Saved entries
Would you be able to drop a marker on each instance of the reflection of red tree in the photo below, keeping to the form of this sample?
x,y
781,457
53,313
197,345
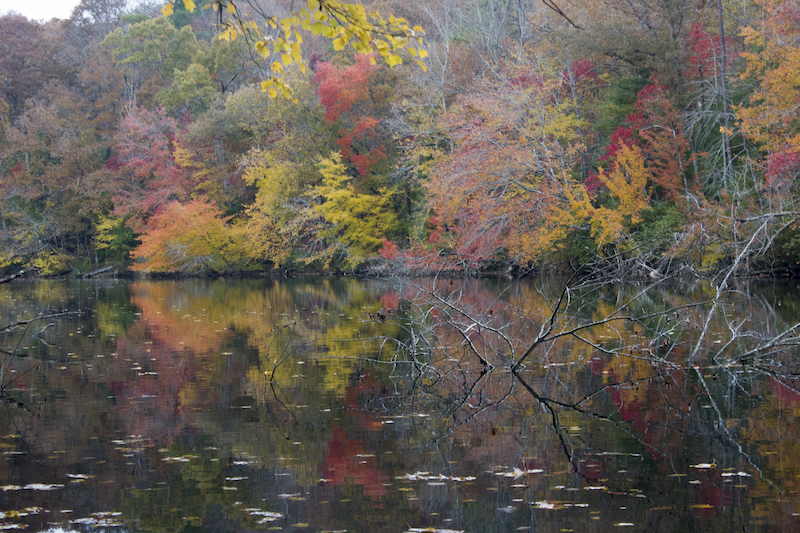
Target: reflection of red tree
x,y
787,398
345,463
152,399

▶ [Task details]
Write out all the data exactly, minus pictures.

▶ [Answer area]
Would you be able to drop a marker on each instance of the reflection of red tree in the photo below, keeping to the form of this sample?
x,y
781,457
53,313
197,345
Target: reflection of red tree
x,y
787,398
345,463
152,399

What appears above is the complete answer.